*Page*:
* Start *

Rating History
Dissemination Date Long-Term Rating Short-Term Rating Outlook Action Rating Watch
11-Mar-25 A A1 Stable Maintain -
16-Jan-25 A A1 Negative Maintain YES
16-Jan-24 A A1 Negative Maintain YES
16-Jan-23 A A1 Negative Maintain YES
17-Jan-22 A A1 Stable Maintain -
About the Entity

Loads Limited ('Loads' or 'the Company') was established in 1979 as a private limited company and was listed on Pakistan Stock Exchange in 2016. The Company is mainly engaged in the production of auto parts namely: exhaust systems, metal sheet components and radiators. Major stake of ~37.67% is held by Mr. Syed Shahid Ali. Mr. Shahid chairs the BoD; while, Mr. Mohtashim Aftab heads the Company as the CEO. They are assisted by team of experienced professionals.

Rating Rationale

Loads Limited ('Loads' or the Company') is associated with Treet Corporation. The assigned ratings reflect the Company's position in the niche market of automotive products. Loads is a prominent automotive parts manufacturer catering to Original Equipment Manufacturers (OEMs). Earlier persistent economic instability, inflationary pressures, and exchange rate fluctuations had impacted the Company's overall performance. Pakistan's auto industry is fairly fragmented. The demand is primarily driven by auto sales and is met through OEMs, replacements, and export markets; while the remaining is met through imports. During FY24, production level and, thus, sales of the auto industry posted a decline, primarily due to import restrictions imposed by the SBP. Lately, as the sector's overall outlook has begun to stabilize, Loads management has diversified its revenue-generating avenues, i.e. a mix of OEMs, replacement/aftermarket (RM) sales, along with identifying and catering to export orders. This, along with a reduced quantum of debt on the balance sheet, gives a breather. In the meantime, technical and financial support from the Group - Treet Corporation - adds the requisite respite, thus providing comfort to the ratings. On the Group level, a considerable revamp in the overall financial position and performance is also visible and adds cushion. The Company's business risk profile, including margins, is gradually picking up; thus supporting the Company's overall performance. Earlier, the Company had to impair the investment in its subsidiary company, Hi-Tech Alloy Wheel Limited ('Hi-Tech'), as its commissioning was considerably delayed due to economic uncertainty and a downturn in the auto sector. Lately, cautious cost control efforts have revived the Company's profits. This, along with the management's stringent efforts to sell the asset (Hi-Tech), is expected to bring in substantial liquidity. The Company had working capital-related challenges and a declining equity base. However, the ongoing efforts are expected to stabilize the otherwise weak financial risk profile. The Company seems fairly able to timely and successfully materialize the envisioned initiatives; this remains imperative to the ratings. A strong governance framework and managerial practices are beneficial.

* End *

*Provided data*:
* Start *

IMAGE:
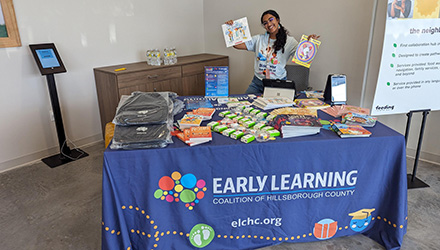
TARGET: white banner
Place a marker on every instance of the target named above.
(409, 75)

* End *

*Required actions*:
A. Answer these questions about the Loads Limited rating page:
(i) In what year was Loads Limited listed on Pakistan Stock Exchange?
(ii) What outlook is shown for the rating disseminated on 11-Mar-25?
(iii) In which subsidiary company did Loads have to impair its investment?
B. Print the Loads Limited rating page from "Rating History" to "of experienced professionals.".

*Results for the exercise*:
A.
(i) 2016
(ii) Stable
(iii) Hi-Tech Alloy Wheel Limited

B.
Rating History
Dissemination Date Long-Term Rating Short-Term Rating Outlook Action Rating Watch
11-Mar-25 A A1 Stable Maintain -
16-Jan-25 A A1 Negative Maintain YES
16-Jan-24 A A1 Negative Maintain YES
16-Jan-23 A A1 Negative Maintain YES
17-Jan-22 A A1 Stable Maintain -
About the Entity

Loads Limited ('Loads' or 'the Company') was established in 1979 as a private limited company and was listed on Pakistan Stock Exchange in 2016. The Company is mainly engaged in the production of auto parts namely: exhaust systems, metal sheet components and radiators. Major stake of ~37.67% is held by Mr. Syed Shahid Ali. Mr. Shahid chairs the BoD; while, Mr. Mohtashim Aftab heads the Company as the CEO. They are assisted by team of experienced professionals.